• **AUFGABE 1**:
Prüfe, ob die drei Aussagen mit dem Text über Bergland- und Tieflandbewohner übereinstimmen. Antworte jeweils mit Ja oder Nein und zitiere wörtlich die entscheidenden Worte des Textes.
(a) Das Gilgamesch-Epos bezieht sich auf die Tieflandkultur in Mesopotamien.
(b) Im alten Sumer wurde in allen Städten dieselbe Gottheit verehrt.
(c) Die Nachkommen des Seth lebten im Tiefland und bauten Städte.
• **AUFGABE 2**:
Schreibe den Text über Bergland- und Tieflandbewohner vor der Sintflut nach seinem letzten Satz weiter.

Wir haben es also mit zwei Überlieferungen zu tun, die zwar beide demselben vorderasiatischen Kulturkreis entstammen, aber dennoch nicht vom gleichen Kulturbewusstsein getragen sind. Schon in vorsintflutlicher Zeit - also im vierten Jahrtausend v. Chr. oder noch früher - gab es in Vorderasien offenbar wesentliche religiöse und gesellschaftliche Unterschiede zwischen den Bewohnern des Tieflandes und denen des Berglandes. Das Gilgamesch-Epos bezieht sich eindeutig auf die Tieflandkultur in Mesopotamien.
Weniger klar erscheint bisher, dass die biblischen Patriarchen vor der Flut im Gegensatz dazu Berglandbewohner waren. Die Funde und Inschriften am Ararat weisen aber in diese Richtung.
Der religiöse Unterschied kommt im Gegensatz Monotheismus - Polytheismus zum Ausdruck. Vom alten Sumer wissen wir aus den archäologischen Funden, dass dort in jeder Stadt eine andere Gottheit verehrt wurde. Der Monotheismus hatte im Tiefland keine Stätte. Aber das bedeutet nicht, dass er damals überhaupt gefehlt hätte. Die kargen Lebensverhältnisse in den Bergländern waren und sind - man denke an den Himalaja - für die Verinnerlichung und vertiefte geistig-religiöse Erlebnisfähigkeit günstiger.
Es gibt auch eine Quelle, die über den fundamentalen Unterschied zwischen Bergland- und Tieflandbewohnern ein klares Zeugnis abgelegt. Das geht aus der „Haushaltung Gottes“3 hervor, einer Lorber-Schrift, die sich eingehend mit den Lebensverhältnissen vor der Sintflut befasst. Danach herrschte seinerzeit ein bedeutungsvoller Gegensatz zwischen den Kindern „der Höhe“ und den Bewohnern „der Tiefe“. Erstere (die Nachkommen des Seth) lebten auf Bergeshöhen in äußerlich ärmlichen Umständen, sie bewahrten aber den wahren Glauben an den einen Gott. Letztere (als die Nachkommen Kains angesehen) bevölkerten zahlreich das Tiefland, bauten Städte und Paläste und beteten vielerlei Götter an.

• **DATENINHALT**:
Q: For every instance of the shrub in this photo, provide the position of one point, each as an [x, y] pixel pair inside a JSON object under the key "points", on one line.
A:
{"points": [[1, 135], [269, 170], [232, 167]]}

• **ANTWORT 1**:
(a) Ja: „Das Gilgamesch-Epos bezieht sich eindeutig auf die Tieflandkultur in Mesopotamien.“
(b) Nein: „dass dort in jeder Stadt eine andere Gottheit verehrt wurde“
(c) Nein: „Erstere (die Nachkommen des Seth) lebten auf Bergeshöhen in äußerlich ärmlichen Umständen“

• **ANTWORT 2**:
Als nun die Zeit des großen Umbruchs für den Planeten Erde nahte, wurden - so sehe ich es - die Prophezeiungen über eine bevorstehende Flutkatastrophe in vielen Weltgegenden in irgendeiner Form den Wissenden zuteil. Sowohl die Bergbewohner als auch die Tieflandbewohner Vorderasiens erhielten die Offenbarung von der Sintflut. Daraufhin kam es in Mesopotamien und ebenso am Ararat zum Bau von Rettungsschiffen - möglicherweise nach denselben Anweisungen. Aber nur die Arche des Utnapischtim in Mesopotamien schwamm dann wirklich auf den Wassern der großen Flut. Das Gilgamesch-Epos gibt dafür auch einen Landungsort an, der im Bereich der Überschwemmung gelegen haben kann: im nördlichen Irak, wo das flache Land in die Berge Kurdistans übergeht.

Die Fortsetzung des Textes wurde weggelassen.